====== Reading text ======

Edition: RB16 Edition Title: Cultural Section
Manuscripts: Southern Metropolis Daily Mar. 23rd 2012
Abstract: The 4th Guangzhou Triennial is a project lasts for three years.
After the Inauguration Exhibition “Meta-question——Back to the Museum per se”
launched in September last year and five project exhibitions including
“Disenchantment of Chinese Imagination” came one after another, the spotlight of
the triennial, the Theme Exhibition named "the Unseen", will be unveiled in
September this year.
The 4th Guangzhou Triennial is a project lasts for three years. After the
Inauguration Exhibition “Meta-question——Back to the Museum per se” launched in
September last year and five project exhibitions including “Disenchantment of
Chinese Imagination” came one after another, the spotlight of the triennial, the
Theme Exhibition will be unveiled in September this year. Nearly 80 artists from
30 countries and regions will together bring an art feast for citizens in
Guangzhou, showing their works in Guangdong Museum of Art, Guangzhou Opera
House, Grandview Plaza and other venues.
Titled "the Unseen", the Theme Exhibition is curated by Jiang Jiehong,
professor of Birmingham Institute of Art and Design, and Jonathan Watkins, the
curator of the 11th Sydney Biennale and director of IKON Gallery.
The Unseen for Imagination
Five key words are found in the Theme Exhibition: “the unseen object”, “the
unseen event”, “the unseen truth”, “the unseen realm” and “the unseen change”.

====== Data records ======

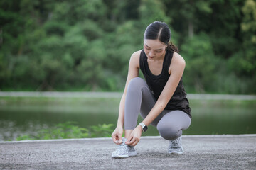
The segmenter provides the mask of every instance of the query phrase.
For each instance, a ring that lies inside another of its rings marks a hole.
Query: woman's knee
[[[145,81],[140,77],[133,78],[129,82],[128,90],[141,89],[143,86],[145,86]]]
[[[174,140],[182,135],[182,130],[171,125],[157,125],[157,130],[160,135],[166,140]]]

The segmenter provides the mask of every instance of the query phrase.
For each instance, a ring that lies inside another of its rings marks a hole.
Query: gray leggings
[[[140,77],[132,79],[128,85],[124,106],[124,130],[133,130],[137,126],[139,113],[143,118],[149,114],[156,103],[146,81]],[[182,135],[191,123],[188,114],[181,110],[164,110],[151,123],[156,126],[160,135],[173,140]]]

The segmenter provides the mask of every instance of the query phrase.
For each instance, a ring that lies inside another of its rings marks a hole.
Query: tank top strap
[[[139,55],[139,68],[143,73],[145,72],[145,64],[144,64],[145,56],[146,54],[144,50],[142,50]]]
[[[167,55],[166,55],[166,59],[164,60],[165,61],[165,63],[164,64],[164,69],[165,72],[168,72],[171,62],[171,59],[174,55],[173,52],[169,52],[166,50],[166,52],[167,52]]]

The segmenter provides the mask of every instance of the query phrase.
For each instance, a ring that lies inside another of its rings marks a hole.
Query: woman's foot
[[[184,150],[181,145],[181,136],[174,140],[170,140],[170,144],[168,148],[169,154],[181,154]]]
[[[126,139],[123,140],[123,143],[121,144],[118,148],[112,152],[112,158],[127,158],[137,155],[137,152],[134,147],[126,144],[124,142]]]

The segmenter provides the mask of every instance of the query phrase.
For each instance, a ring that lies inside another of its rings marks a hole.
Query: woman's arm
[[[123,126],[124,123],[124,103],[127,86],[131,79],[139,76],[140,52],[141,50],[133,53],[129,60],[127,81],[119,103],[117,128],[112,135],[114,142],[117,144],[122,143],[122,134],[123,132]],[[119,142],[118,142],[118,141],[119,141]]]
[[[143,120],[145,125],[149,125],[164,110],[178,86],[184,72],[185,66],[184,59],[178,53],[174,52],[169,68],[170,77],[156,104]]]
[[[169,67],[170,77],[156,104],[142,121],[145,125],[149,125],[164,110],[178,86],[183,73],[185,65],[186,63],[183,58],[178,53],[174,52]],[[135,146],[140,140],[142,132],[142,128],[141,125],[136,127],[126,144]]]

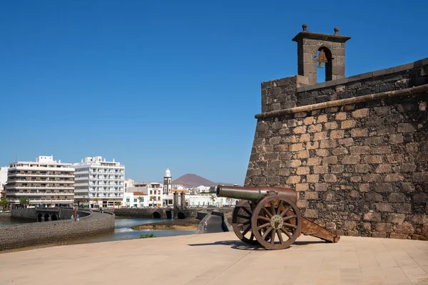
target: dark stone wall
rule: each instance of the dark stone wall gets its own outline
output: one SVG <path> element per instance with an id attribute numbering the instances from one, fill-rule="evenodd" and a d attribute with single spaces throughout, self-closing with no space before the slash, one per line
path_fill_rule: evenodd
<path id="1" fill-rule="evenodd" d="M 424 84 L 424 62 L 295 90 L 296 105 Z M 340 234 L 428 239 L 427 100 L 425 93 L 259 119 L 245 185 L 295 189 L 303 216 Z"/>
<path id="2" fill-rule="evenodd" d="M 114 217 L 114 214 L 94 213 L 79 222 L 64 219 L 1 227 L 0 250 L 57 244 L 112 233 Z"/>

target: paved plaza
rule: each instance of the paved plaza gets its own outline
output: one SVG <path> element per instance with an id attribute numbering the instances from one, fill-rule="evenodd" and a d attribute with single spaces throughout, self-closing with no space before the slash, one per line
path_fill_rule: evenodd
<path id="1" fill-rule="evenodd" d="M 428 284 L 428 242 L 300 237 L 280 251 L 233 232 L 0 254 L 0 284 Z"/>

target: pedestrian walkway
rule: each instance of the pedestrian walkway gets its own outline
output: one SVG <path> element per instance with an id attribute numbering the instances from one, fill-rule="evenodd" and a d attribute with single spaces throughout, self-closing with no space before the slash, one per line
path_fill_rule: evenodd
<path id="1" fill-rule="evenodd" d="M 222 232 L 67 245 L 0 257 L 6 261 L 0 284 L 428 284 L 428 242 L 407 239 L 342 237 L 330 244 L 301 236 L 290 248 L 271 251 Z"/>

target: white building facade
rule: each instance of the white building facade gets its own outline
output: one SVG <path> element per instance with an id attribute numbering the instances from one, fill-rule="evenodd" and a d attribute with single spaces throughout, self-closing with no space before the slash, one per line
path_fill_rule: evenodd
<path id="1" fill-rule="evenodd" d="M 5 194 L 11 207 L 20 206 L 21 200 L 26 207 L 71 207 L 73 190 L 74 168 L 52 155 L 9 165 Z"/>
<path id="2" fill-rule="evenodd" d="M 103 160 L 101 156 L 85 157 L 73 163 L 74 198 L 88 207 L 113 207 L 122 203 L 125 192 L 125 165 Z"/>

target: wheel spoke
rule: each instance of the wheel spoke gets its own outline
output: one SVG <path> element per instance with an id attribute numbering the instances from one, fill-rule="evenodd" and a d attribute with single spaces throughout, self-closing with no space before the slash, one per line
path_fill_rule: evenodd
<path id="1" fill-rule="evenodd" d="M 263 239 L 265 239 L 266 238 L 266 237 L 268 237 L 268 234 L 269 234 L 269 233 L 270 232 L 270 231 L 272 231 L 272 227 L 269 227 L 269 229 L 268 229 L 268 230 L 266 230 L 266 232 L 265 232 L 265 233 L 263 234 L 263 236 L 262 237 L 262 238 Z"/>
<path id="2" fill-rule="evenodd" d="M 281 207 L 282 207 L 282 203 L 284 201 L 280 200 L 280 204 L 278 204 L 278 209 L 277 210 L 277 214 L 280 214 L 281 213 Z"/>
<path id="3" fill-rule="evenodd" d="M 250 224 L 250 222 L 251 222 L 251 221 L 250 221 L 250 220 L 248 220 L 247 222 L 243 222 L 243 223 L 242 223 L 242 224 L 239 224 L 238 225 L 238 227 L 244 227 L 245 224 Z"/>
<path id="4" fill-rule="evenodd" d="M 267 218 L 266 217 L 258 216 L 257 218 L 259 219 L 263 219 L 263 221 L 270 222 L 270 219 Z"/>
<path id="5" fill-rule="evenodd" d="M 296 217 L 297 217 L 297 216 L 296 216 L 295 214 L 293 214 L 292 216 L 287 216 L 287 217 L 282 218 L 282 221 L 285 222 L 285 221 L 289 220 L 290 219 L 295 218 Z"/>
<path id="6" fill-rule="evenodd" d="M 236 217 L 238 217 L 238 218 L 243 218 L 243 219 L 251 219 L 251 216 L 243 216 L 242 214 L 237 214 Z"/>
<path id="7" fill-rule="evenodd" d="M 282 232 L 284 234 L 287 234 L 287 237 L 288 237 L 288 238 L 289 238 L 289 239 L 291 239 L 291 234 L 290 234 L 290 233 L 289 233 L 288 232 L 287 232 L 287 229 L 285 229 L 285 228 L 284 227 L 282 227 L 281 228 L 281 231 L 282 231 Z"/>
<path id="8" fill-rule="evenodd" d="M 269 217 L 270 217 L 270 218 L 271 218 L 271 217 L 273 217 L 273 215 L 272 215 L 272 214 L 270 214 L 270 213 L 269 212 L 269 211 L 268 211 L 268 209 L 266 209 L 265 207 L 263 207 L 262 209 L 263 209 L 265 211 L 265 212 L 266 214 L 268 214 L 268 216 L 269 216 Z"/>
<path id="9" fill-rule="evenodd" d="M 243 232 L 243 237 L 245 236 L 245 234 L 248 233 L 250 229 L 251 229 L 251 224 L 248 224 L 245 230 Z"/>
<path id="10" fill-rule="evenodd" d="M 250 216 L 251 216 L 251 212 L 250 212 L 250 211 L 248 210 L 248 209 L 247 209 L 247 208 L 246 208 L 246 207 L 241 207 L 241 209 L 243 209 L 244 211 L 245 211 L 245 212 L 247 212 L 247 214 L 248 214 Z"/>
<path id="11" fill-rule="evenodd" d="M 293 229 L 297 228 L 297 226 L 296 226 L 295 224 L 288 224 L 288 223 L 284 223 L 284 226 L 288 227 L 292 227 Z"/>
<path id="12" fill-rule="evenodd" d="M 281 216 L 281 217 L 284 217 L 284 215 L 285 215 L 285 214 L 287 214 L 287 212 L 288 211 L 290 211 L 290 209 L 291 209 L 291 206 L 288 206 L 287 207 L 286 207 L 286 208 L 285 208 L 285 209 L 284 211 L 281 212 L 280 216 Z"/>
<path id="13" fill-rule="evenodd" d="M 280 239 L 280 242 L 282 244 L 284 243 L 284 240 L 282 239 L 282 235 L 281 234 L 281 230 L 280 229 L 277 229 L 277 235 L 278 236 L 278 239 Z"/>
<path id="14" fill-rule="evenodd" d="M 270 225 L 270 222 L 268 222 L 268 223 L 266 223 L 266 224 L 262 224 L 262 225 L 260 225 L 260 226 L 258 226 L 258 227 L 257 227 L 257 229 L 263 229 L 263 228 L 264 228 L 264 227 L 268 227 L 268 226 L 269 226 L 269 225 Z"/>

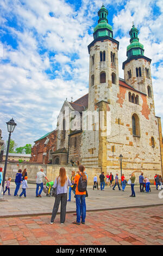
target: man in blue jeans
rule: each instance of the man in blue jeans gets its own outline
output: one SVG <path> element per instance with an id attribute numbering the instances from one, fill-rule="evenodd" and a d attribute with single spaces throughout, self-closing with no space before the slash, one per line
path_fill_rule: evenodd
<path id="1" fill-rule="evenodd" d="M 103 172 L 101 174 L 99 175 L 99 179 L 100 179 L 100 183 L 101 183 L 101 190 L 104 191 L 104 187 L 105 186 L 105 182 L 104 181 L 104 178 L 105 178 L 104 176 L 104 173 Z"/>
<path id="2" fill-rule="evenodd" d="M 43 169 L 41 168 L 40 172 L 37 173 L 37 175 L 36 176 L 36 197 L 42 197 L 41 194 L 43 188 L 43 183 L 42 181 L 42 179 L 45 178 L 47 182 L 48 182 L 49 181 L 46 176 L 46 175 L 43 172 Z M 40 190 L 39 192 L 39 187 L 40 187 Z"/>
<path id="3" fill-rule="evenodd" d="M 119 182 L 118 182 L 118 180 L 119 180 L 118 174 L 117 173 L 116 174 L 115 179 L 115 184 L 114 186 L 112 188 L 113 190 L 115 190 L 115 187 L 117 185 L 118 185 L 119 190 L 121 190 L 121 188 L 120 188 L 120 184 L 119 184 Z"/>

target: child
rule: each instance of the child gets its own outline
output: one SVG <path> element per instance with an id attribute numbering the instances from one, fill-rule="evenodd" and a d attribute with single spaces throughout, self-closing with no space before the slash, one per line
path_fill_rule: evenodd
<path id="1" fill-rule="evenodd" d="M 11 194 L 10 193 L 10 184 L 11 180 L 11 178 L 9 178 L 9 179 L 8 179 L 8 181 L 5 182 L 5 183 L 6 183 L 7 184 L 5 186 L 5 190 L 3 192 L 3 194 L 4 194 L 5 192 L 8 190 L 8 194 L 9 196 L 11 196 Z"/>
<path id="2" fill-rule="evenodd" d="M 23 194 L 24 195 L 24 197 L 26 197 L 26 188 L 28 187 L 27 184 L 27 176 L 25 176 L 24 180 L 22 181 L 22 192 L 20 195 L 19 197 L 21 197 Z"/>

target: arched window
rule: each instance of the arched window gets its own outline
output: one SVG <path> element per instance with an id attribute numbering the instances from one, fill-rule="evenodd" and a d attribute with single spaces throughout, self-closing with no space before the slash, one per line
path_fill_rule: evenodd
<path id="1" fill-rule="evenodd" d="M 154 148 L 155 147 L 155 143 L 154 143 L 154 139 L 153 137 L 151 137 L 151 144 L 152 148 Z"/>
<path id="2" fill-rule="evenodd" d="M 135 136 L 140 136 L 140 130 L 139 118 L 136 114 L 134 114 L 132 116 L 133 135 Z"/>
<path id="3" fill-rule="evenodd" d="M 136 104 L 139 105 L 139 96 L 136 95 L 135 97 L 135 103 Z"/>
<path id="4" fill-rule="evenodd" d="M 135 95 L 134 93 L 133 94 L 132 96 L 131 96 L 131 102 L 135 103 Z"/>
<path id="5" fill-rule="evenodd" d="M 114 145 L 111 147 L 111 152 L 115 152 L 115 147 Z"/>
<path id="6" fill-rule="evenodd" d="M 49 150 L 49 159 L 52 159 L 52 153 L 53 153 L 53 150 L 52 149 L 51 149 L 51 150 Z"/>
<path id="7" fill-rule="evenodd" d="M 115 73 L 111 74 L 111 82 L 112 83 L 116 84 L 116 75 Z"/>
<path id="8" fill-rule="evenodd" d="M 128 100 L 130 102 L 131 102 L 131 94 L 130 92 L 128 93 Z"/>
<path id="9" fill-rule="evenodd" d="M 100 83 L 106 83 L 106 74 L 102 72 L 100 74 Z"/>
<path id="10" fill-rule="evenodd" d="M 64 119 L 63 120 L 63 127 L 62 127 L 62 131 L 61 131 L 61 139 L 65 139 L 66 136 L 66 122 L 65 119 Z"/>
<path id="11" fill-rule="evenodd" d="M 59 158 L 58 156 L 57 156 L 54 159 L 54 164 L 59 164 Z"/>
<path id="12" fill-rule="evenodd" d="M 139 76 L 141 76 L 141 68 L 139 68 Z"/>
<path id="13" fill-rule="evenodd" d="M 95 80 L 94 75 L 92 75 L 91 76 L 91 86 L 94 86 L 94 80 Z"/>
<path id="14" fill-rule="evenodd" d="M 74 147 L 76 148 L 77 145 L 77 137 L 75 137 L 74 140 Z"/>
<path id="15" fill-rule="evenodd" d="M 103 62 L 105 61 L 105 51 L 103 51 Z"/>
<path id="16" fill-rule="evenodd" d="M 99 54 L 100 54 L 100 61 L 102 62 L 103 61 L 103 53 L 102 53 L 102 52 L 100 52 Z"/>
<path id="17" fill-rule="evenodd" d="M 147 89 L 148 89 L 148 97 L 152 97 L 152 91 L 151 91 L 151 88 L 149 86 L 148 86 Z"/>
<path id="18" fill-rule="evenodd" d="M 93 66 L 95 64 L 95 54 L 92 56 L 92 66 Z"/>

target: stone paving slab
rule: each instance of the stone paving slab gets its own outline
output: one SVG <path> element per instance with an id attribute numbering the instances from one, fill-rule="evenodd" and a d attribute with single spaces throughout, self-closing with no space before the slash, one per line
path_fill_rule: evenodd
<path id="1" fill-rule="evenodd" d="M 20 216 L 51 214 L 54 202 L 54 198 L 48 197 L 42 192 L 42 198 L 35 197 L 36 186 L 28 184 L 29 188 L 26 190 L 27 198 L 20 198 L 14 197 L 15 185 L 11 183 L 10 193 L 4 196 L 4 201 L 0 201 L 0 217 L 7 216 Z M 139 186 L 135 186 L 136 197 L 130 197 L 130 186 L 128 185 L 124 192 L 119 191 L 117 187 L 115 191 L 105 186 L 104 191 L 95 190 L 89 186 L 87 188 L 89 197 L 86 198 L 87 211 L 111 210 L 115 209 L 150 206 L 163 205 L 163 199 L 158 197 L 159 191 L 155 186 L 151 186 L 152 192 L 149 193 L 141 193 Z M 22 191 L 20 188 L 18 194 Z M 72 200 L 67 204 L 67 212 L 75 212 L 75 198 L 72 193 Z M 60 208 L 59 212 L 60 212 Z"/>
<path id="2" fill-rule="evenodd" d="M 76 225 L 73 214 L 65 223 L 57 215 L 0 219 L 0 245 L 162 245 L 163 206 L 87 212 Z M 53 249 L 55 249 L 54 248 Z"/>

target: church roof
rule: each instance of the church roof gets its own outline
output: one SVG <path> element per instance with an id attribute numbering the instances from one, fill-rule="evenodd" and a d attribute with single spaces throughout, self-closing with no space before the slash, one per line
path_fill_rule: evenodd
<path id="1" fill-rule="evenodd" d="M 120 80 L 119 80 L 119 84 L 120 86 L 123 86 L 124 87 L 126 87 L 128 89 L 130 89 L 130 90 L 134 90 L 135 92 L 136 92 L 137 93 L 141 93 L 142 94 L 145 94 L 145 95 L 146 95 L 145 94 L 145 93 L 142 93 L 141 92 L 140 92 L 137 90 L 136 90 L 135 88 L 134 88 L 134 87 L 132 87 L 131 86 L 130 86 L 129 84 L 128 84 L 127 83 L 126 83 L 125 81 L 122 79 L 122 78 L 120 78 Z"/>
<path id="2" fill-rule="evenodd" d="M 69 103 L 74 110 L 78 111 L 79 112 L 82 112 L 87 108 L 88 97 L 89 94 L 87 93 L 75 101 Z"/>

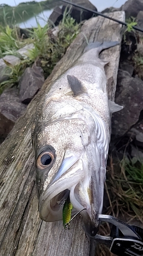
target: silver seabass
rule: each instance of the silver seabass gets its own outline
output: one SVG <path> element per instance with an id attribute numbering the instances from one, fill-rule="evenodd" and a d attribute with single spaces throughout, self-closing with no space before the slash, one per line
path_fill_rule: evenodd
<path id="1" fill-rule="evenodd" d="M 93 236 L 102 210 L 111 114 L 122 109 L 108 100 L 107 62 L 99 54 L 118 44 L 90 44 L 43 98 L 32 129 L 41 218 L 62 219 L 60 202 L 70 194 L 73 214 L 87 208 L 84 229 Z"/>

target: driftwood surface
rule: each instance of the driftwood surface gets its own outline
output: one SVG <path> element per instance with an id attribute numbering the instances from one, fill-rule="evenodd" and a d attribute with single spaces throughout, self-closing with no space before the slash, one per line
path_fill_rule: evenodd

======

- Direction 1
List the five key words that the Guangzhou Triennial article says are found in the Theme Exhibition.
- Direction 2
From the Guangzhou Triennial article, reproduce the passage from "launched in September" up to and including "and other venues.".

- Exercise answer 1
- the unseen object
- the unseen event
- the unseen truth
- the unseen realm
- the unseen change

- Exercise answer 2
launched in September last year and five project exhibitions including
“Disenchantment of Chinese Imagination” came one after another, the spotlight of
the triennial, the Theme Exhibition named "the Unseen", will be unveiled in
September this year.
The 4th Guangzhou Triennial is a project lasts for three years. After the
Inauguration Exhibition “Meta-question——Back to the Museum per se” launched in
September last year and five project exhibitions including “Disenchantment of
Chinese Imagination” came one after another, the spotlight of the triennial, the
Theme Exhibition will be unveiled in September this year. Nearly 80 artists from
30 countries and regions will together bring an art feast for citizens in
Guangzhou, showing their works in Guangdong Museum of Art, Guangzhou Opera
House, Grandview Plaza and other venues.